• **EXTRAIT**:
• • •
Dans un mémoire circonstancié daté du 22 juillet 2025, il a donc formellement soulevé une exception d’inconstitutionnalité, appelant la Cour constitutionnelle à trancher. Et tant que celle-ci ne s’est pas prononcée, il considère toute tentative d’imposer des sanctions comme illégitime et juridiquement nulle.

C’est là que le principe d’effet suspensif prend toute sa dimension. En droit gabonais, tout recours porté devant la Cour constitutionnelle suspend automatiquement les effets de l’acte contesté. Cette règle, solidement établie tant par la jurisprudence que par la pratique institutionnelle, a pour objectif de protéger les justiciables contre l’application prématurée de mesures potentiellement inconstitutionnelles. En d’autres termes, tant que la Cour constitutionnelle n’a pas statué, ni la Cour des comptes ni le ministère de l’Intérieur ne peuvent légalement poursuivre ou sanctionner.

C’est ce qu’Alain-Claude Bilie-By-Nze rappelle avec une ironie mordante dans son post sur X (anciennement Twitter), le 29 juillet : «En l’absence d’une décision de justice devenue définitive, ce communiqué n’a strictement aucune valeur juridique. La Cour Constitutionnelle devant préalablement se prononcer sur ce dossier. À moins que le résultat soit déjà connu de l’exécutif !» Et d’enfoncer le clou quelques minutes plus tard : «Le communiqué du ministère de l’Intérieur est un abus de pouvoir entaché d’illégalité. La question de l’examen des comptes de campagne, même au sens de la loi actuelle que nous contestons, doit préalablement être réglée par les juridictions compétentes»
• • •
Entrées du jeu de données
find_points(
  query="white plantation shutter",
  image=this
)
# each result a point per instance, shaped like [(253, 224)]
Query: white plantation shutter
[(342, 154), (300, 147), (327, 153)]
• • •
• **TÂCHE À RÉALISER**: Reproduisez à l'identique la portion de l'extrait qui commence à « C’est là que » et se termine à « poursuivre ou sanctionner. ».

• **CORRIGÉ DE L'EXERCICE**:
C’est là que le principe d’effet suspensif prend toute sa dimension. En droit gabonais, tout recours porté devant la Cour constitutionnelle suspend automatiquement les effets de l’acte contesté. Cette règle, solidement établie tant par la jurisprudence que par la pratique institutionnelle, a pour objectif de protéger les justiciables contre l’application prématurée de mesures potentiellement inconstitutionnelles. En d’autres termes, tant que la Cour constitutionnelle n’a pas statué, ni la Cour des comptes ni le ministère de l’Intérieur ne peuvent légalement poursuivre ou sanctionner.